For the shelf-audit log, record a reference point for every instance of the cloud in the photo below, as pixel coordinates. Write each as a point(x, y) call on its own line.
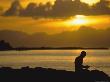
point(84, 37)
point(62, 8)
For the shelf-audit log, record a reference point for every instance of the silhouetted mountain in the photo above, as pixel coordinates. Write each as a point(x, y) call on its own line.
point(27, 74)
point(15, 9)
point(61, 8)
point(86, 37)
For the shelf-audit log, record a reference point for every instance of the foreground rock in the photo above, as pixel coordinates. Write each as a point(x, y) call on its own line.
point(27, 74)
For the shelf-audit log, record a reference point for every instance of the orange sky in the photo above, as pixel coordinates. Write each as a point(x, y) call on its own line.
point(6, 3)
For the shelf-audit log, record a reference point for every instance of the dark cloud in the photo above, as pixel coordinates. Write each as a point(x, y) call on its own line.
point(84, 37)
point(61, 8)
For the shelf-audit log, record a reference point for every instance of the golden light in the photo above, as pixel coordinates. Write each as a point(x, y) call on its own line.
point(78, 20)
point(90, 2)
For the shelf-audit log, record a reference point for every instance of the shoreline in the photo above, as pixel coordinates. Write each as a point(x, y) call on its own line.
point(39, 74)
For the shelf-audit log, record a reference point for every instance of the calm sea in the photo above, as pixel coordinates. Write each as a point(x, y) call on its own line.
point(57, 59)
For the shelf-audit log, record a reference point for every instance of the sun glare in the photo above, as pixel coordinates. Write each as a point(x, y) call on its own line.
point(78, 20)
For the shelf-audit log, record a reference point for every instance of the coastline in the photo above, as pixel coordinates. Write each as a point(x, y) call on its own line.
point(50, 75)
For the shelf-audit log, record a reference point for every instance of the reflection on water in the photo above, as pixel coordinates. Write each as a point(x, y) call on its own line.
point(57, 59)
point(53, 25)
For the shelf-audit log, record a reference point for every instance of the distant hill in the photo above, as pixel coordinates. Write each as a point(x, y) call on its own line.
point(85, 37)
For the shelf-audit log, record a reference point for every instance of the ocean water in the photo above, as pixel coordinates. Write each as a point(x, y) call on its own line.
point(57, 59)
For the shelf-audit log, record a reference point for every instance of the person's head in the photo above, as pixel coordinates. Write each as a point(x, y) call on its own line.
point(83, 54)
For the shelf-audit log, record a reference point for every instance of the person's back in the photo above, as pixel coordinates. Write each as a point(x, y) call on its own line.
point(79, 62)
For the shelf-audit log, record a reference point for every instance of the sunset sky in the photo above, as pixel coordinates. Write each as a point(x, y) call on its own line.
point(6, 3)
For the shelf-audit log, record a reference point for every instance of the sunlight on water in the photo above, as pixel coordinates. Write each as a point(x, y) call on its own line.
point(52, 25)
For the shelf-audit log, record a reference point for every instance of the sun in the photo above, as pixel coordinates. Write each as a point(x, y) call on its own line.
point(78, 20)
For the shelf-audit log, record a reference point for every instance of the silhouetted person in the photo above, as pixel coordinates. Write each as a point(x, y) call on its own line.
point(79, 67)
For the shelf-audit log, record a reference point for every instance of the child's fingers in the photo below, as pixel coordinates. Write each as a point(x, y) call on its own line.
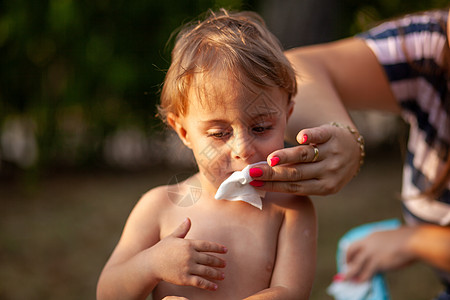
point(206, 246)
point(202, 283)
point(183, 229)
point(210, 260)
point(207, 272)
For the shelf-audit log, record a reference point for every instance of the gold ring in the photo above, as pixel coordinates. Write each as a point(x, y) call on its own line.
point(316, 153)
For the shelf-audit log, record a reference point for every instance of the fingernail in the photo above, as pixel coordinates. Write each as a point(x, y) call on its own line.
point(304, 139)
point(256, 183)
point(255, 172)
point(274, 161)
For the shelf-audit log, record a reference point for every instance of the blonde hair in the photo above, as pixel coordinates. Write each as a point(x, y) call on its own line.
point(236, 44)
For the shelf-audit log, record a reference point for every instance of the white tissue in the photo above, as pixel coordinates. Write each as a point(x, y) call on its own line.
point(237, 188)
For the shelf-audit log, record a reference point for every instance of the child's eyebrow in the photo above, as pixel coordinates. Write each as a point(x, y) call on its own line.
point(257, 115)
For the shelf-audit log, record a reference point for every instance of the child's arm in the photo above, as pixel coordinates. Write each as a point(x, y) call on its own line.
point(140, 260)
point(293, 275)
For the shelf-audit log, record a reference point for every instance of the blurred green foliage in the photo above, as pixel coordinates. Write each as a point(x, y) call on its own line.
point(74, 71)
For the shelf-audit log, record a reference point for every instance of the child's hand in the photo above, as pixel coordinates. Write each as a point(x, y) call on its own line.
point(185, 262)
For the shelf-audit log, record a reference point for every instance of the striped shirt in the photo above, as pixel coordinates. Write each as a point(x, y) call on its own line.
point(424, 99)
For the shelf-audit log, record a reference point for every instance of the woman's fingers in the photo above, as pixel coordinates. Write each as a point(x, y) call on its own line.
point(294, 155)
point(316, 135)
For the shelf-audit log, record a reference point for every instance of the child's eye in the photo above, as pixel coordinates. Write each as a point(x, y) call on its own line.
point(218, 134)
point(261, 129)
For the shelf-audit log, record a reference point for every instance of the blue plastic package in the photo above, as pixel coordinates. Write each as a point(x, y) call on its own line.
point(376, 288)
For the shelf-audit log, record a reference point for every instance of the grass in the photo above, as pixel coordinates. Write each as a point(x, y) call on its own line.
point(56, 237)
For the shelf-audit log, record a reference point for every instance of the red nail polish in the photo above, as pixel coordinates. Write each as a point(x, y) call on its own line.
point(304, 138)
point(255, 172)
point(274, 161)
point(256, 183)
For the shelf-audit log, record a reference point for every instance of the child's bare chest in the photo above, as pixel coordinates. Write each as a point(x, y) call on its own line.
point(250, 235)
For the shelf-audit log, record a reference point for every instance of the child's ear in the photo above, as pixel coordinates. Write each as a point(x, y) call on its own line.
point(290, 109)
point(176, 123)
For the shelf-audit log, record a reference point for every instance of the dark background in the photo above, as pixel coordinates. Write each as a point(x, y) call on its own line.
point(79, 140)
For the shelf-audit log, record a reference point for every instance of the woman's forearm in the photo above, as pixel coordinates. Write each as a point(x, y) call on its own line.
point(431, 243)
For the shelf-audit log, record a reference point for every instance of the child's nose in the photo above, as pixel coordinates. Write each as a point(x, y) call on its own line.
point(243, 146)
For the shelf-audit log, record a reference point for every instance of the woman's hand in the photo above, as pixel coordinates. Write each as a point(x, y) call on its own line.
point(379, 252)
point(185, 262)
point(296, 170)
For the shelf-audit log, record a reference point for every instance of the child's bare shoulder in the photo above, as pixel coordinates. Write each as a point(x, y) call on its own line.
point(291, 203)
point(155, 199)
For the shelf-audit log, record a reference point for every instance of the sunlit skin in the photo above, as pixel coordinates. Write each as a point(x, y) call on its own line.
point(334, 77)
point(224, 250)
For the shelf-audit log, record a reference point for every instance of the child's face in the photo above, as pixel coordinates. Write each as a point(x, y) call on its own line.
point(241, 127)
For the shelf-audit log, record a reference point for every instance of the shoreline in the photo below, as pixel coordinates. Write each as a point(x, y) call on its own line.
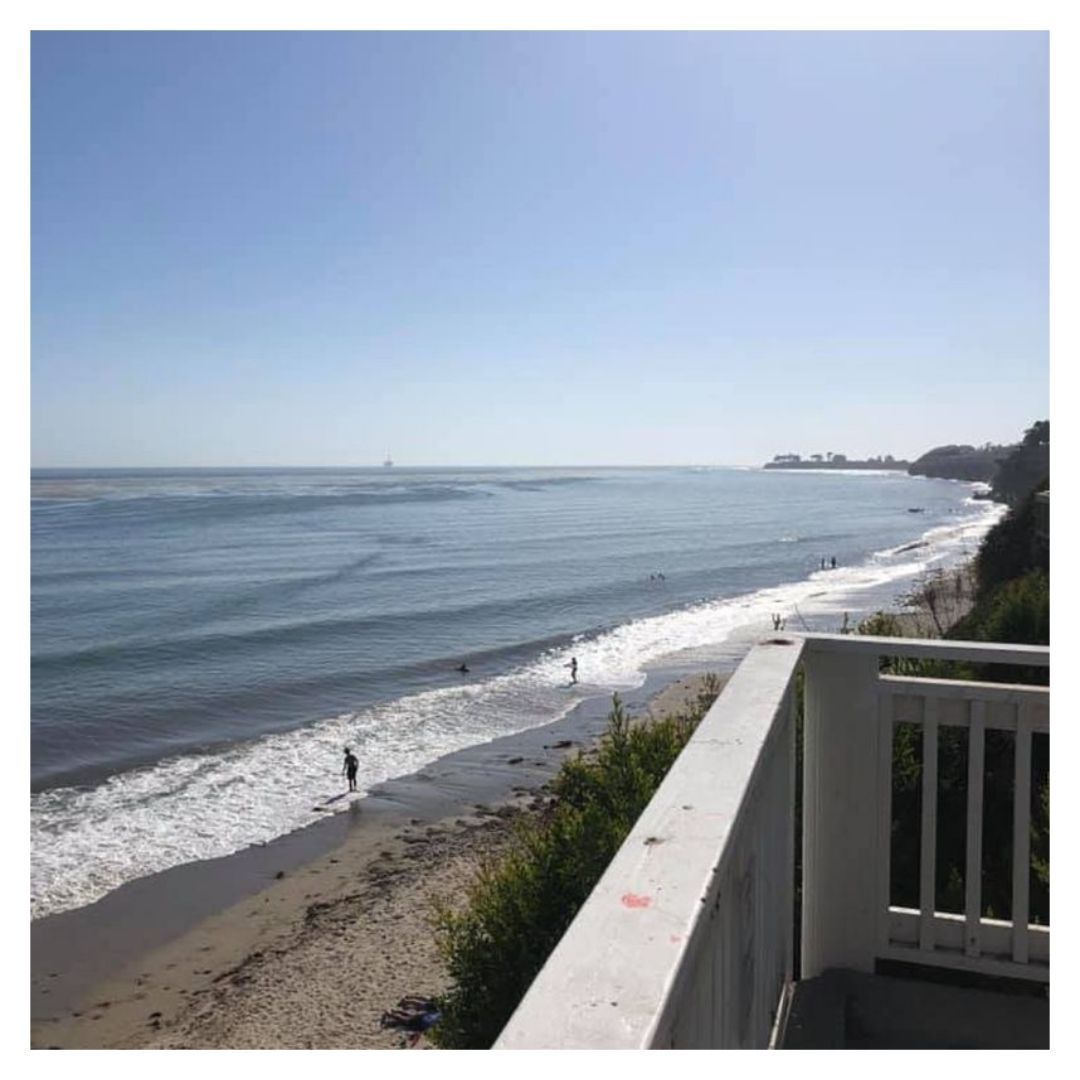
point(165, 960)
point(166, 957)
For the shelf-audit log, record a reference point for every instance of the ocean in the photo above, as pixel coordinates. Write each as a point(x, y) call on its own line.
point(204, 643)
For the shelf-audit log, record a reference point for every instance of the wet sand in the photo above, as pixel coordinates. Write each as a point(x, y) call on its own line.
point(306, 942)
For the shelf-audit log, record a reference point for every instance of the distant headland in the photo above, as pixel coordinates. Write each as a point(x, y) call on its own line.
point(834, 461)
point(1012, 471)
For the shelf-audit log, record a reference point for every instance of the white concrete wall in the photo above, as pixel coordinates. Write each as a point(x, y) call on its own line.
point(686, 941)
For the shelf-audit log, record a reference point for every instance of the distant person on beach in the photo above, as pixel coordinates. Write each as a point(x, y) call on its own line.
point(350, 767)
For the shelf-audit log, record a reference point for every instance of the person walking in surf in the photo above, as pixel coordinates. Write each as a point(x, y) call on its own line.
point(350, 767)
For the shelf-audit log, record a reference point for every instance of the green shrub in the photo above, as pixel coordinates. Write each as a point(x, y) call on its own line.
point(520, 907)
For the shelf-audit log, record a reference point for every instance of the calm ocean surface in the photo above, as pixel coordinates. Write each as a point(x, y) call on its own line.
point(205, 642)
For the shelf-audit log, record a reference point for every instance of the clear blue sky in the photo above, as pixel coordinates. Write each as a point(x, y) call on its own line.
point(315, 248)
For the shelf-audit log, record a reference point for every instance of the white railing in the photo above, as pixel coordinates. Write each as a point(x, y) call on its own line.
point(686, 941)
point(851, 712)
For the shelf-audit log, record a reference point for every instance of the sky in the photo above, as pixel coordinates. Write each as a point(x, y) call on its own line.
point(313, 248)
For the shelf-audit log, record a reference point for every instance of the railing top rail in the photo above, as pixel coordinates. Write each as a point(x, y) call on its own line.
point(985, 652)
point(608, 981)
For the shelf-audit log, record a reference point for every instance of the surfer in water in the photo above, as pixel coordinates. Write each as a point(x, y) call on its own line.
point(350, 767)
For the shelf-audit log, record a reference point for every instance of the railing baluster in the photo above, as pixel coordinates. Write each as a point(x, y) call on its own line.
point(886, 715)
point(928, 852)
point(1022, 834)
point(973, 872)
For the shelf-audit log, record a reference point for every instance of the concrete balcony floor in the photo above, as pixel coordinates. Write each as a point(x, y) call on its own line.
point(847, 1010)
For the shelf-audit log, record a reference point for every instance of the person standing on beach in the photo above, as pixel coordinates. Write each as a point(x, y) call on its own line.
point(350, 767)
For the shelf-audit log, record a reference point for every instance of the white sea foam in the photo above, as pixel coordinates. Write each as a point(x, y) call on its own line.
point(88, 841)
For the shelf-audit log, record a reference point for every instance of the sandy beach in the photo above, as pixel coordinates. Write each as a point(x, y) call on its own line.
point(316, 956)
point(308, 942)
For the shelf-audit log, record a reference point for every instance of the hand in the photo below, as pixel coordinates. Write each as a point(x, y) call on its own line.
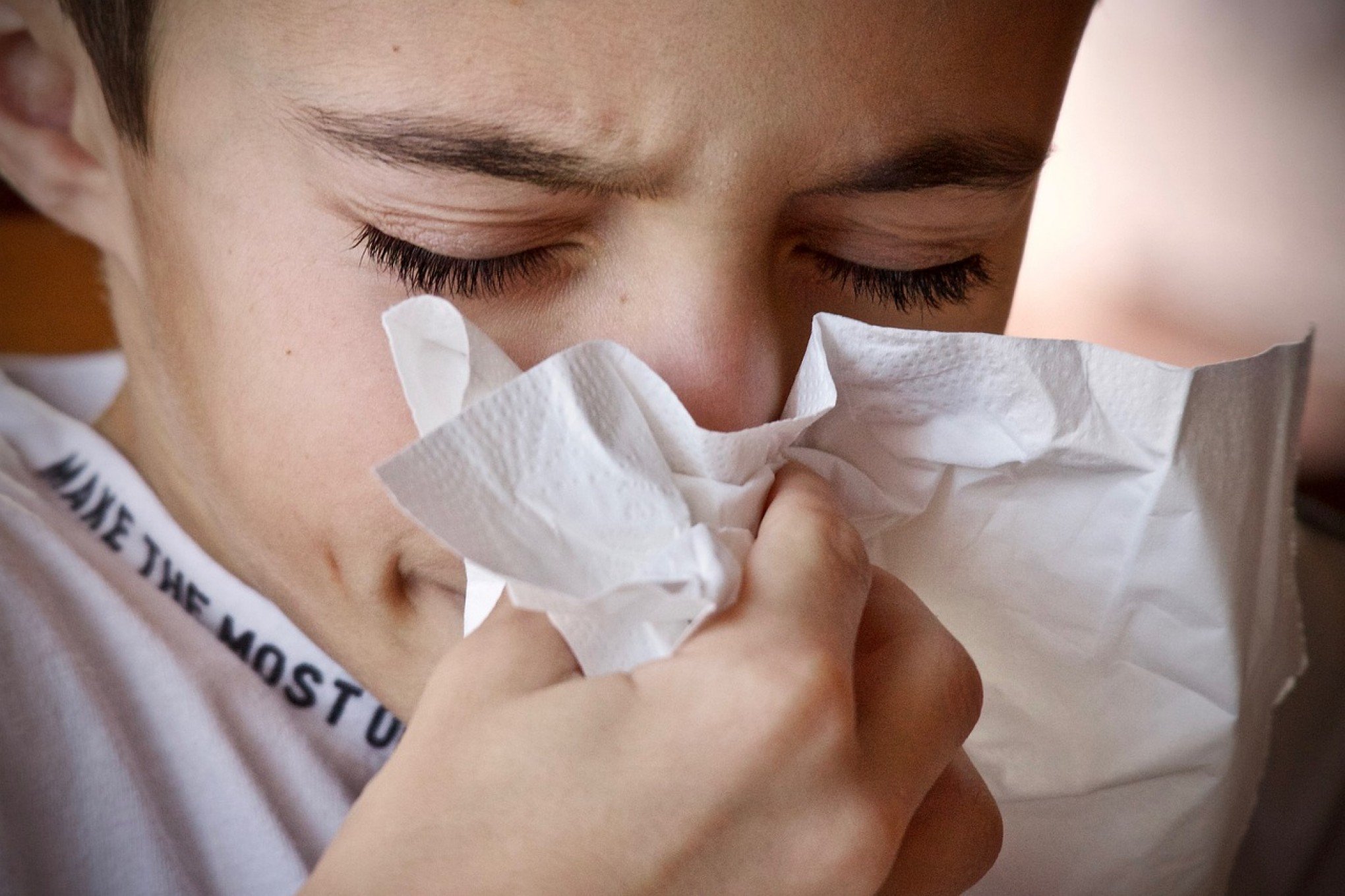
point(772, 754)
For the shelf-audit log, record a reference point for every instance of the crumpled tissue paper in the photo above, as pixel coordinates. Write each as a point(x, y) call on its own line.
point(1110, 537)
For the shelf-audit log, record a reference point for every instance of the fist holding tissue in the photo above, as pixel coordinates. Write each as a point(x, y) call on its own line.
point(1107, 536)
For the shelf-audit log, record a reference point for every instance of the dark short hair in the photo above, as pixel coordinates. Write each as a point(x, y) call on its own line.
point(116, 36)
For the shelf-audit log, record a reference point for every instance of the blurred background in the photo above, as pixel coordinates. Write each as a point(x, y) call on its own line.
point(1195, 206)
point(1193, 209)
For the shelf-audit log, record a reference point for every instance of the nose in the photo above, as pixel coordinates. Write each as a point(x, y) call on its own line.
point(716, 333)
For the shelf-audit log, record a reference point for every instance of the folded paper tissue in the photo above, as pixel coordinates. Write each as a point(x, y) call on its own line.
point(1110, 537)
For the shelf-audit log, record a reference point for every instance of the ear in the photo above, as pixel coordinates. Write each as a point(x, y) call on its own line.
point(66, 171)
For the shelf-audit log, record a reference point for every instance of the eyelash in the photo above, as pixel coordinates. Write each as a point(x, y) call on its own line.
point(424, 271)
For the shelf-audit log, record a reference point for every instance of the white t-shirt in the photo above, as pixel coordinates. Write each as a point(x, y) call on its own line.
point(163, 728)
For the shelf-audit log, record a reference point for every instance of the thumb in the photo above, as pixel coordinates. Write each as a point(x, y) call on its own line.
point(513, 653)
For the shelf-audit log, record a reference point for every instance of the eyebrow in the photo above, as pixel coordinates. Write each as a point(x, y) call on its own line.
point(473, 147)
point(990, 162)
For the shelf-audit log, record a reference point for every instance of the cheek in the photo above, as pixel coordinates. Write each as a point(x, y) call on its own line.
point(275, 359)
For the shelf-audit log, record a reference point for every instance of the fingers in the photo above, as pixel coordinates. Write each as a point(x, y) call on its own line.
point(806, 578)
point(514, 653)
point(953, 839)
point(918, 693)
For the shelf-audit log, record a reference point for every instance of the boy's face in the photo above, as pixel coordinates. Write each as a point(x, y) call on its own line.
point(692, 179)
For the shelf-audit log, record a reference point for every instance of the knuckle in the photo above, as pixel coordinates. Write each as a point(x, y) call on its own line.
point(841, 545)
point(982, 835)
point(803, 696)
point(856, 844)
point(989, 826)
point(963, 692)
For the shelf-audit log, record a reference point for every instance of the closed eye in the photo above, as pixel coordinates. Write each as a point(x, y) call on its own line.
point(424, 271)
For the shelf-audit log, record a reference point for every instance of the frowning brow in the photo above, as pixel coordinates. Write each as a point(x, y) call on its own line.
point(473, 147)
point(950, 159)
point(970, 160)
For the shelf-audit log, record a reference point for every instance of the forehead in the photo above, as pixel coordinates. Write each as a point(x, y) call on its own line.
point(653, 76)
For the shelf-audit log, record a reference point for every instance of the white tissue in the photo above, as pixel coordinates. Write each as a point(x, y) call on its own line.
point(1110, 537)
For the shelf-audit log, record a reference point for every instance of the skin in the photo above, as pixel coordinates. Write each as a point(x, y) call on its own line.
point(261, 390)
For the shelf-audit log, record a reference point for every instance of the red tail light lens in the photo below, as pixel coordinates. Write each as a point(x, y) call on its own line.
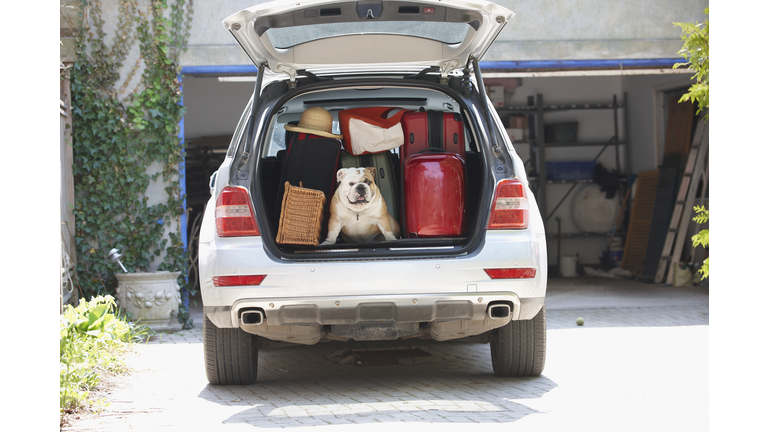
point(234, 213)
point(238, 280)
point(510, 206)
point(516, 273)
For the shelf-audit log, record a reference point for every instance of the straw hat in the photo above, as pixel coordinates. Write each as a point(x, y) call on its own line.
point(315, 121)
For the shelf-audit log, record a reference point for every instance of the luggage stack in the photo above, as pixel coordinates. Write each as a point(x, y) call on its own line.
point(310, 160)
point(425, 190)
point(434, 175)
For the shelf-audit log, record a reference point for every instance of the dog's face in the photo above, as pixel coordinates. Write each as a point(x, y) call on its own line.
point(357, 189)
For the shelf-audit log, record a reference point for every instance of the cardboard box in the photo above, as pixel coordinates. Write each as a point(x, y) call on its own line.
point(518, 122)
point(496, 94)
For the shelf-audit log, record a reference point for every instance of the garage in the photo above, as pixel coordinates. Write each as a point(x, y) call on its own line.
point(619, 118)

________________________________________

(GIVEN EXERCISE)
Rewrite the stretch of the listing from the line containing "of the striped" through the line containing "point(424, 99)", changing "striped shirt" to "plaid shirt" and leaving everything else as is.

(RESPONSE TO THE EXERCISE)
For the shelf-audit log, record a reference point for every instance of the plaid shirt in the photo above, as pixel coordinates. Write each as a point(x, y) call on its own line.
point(424, 99)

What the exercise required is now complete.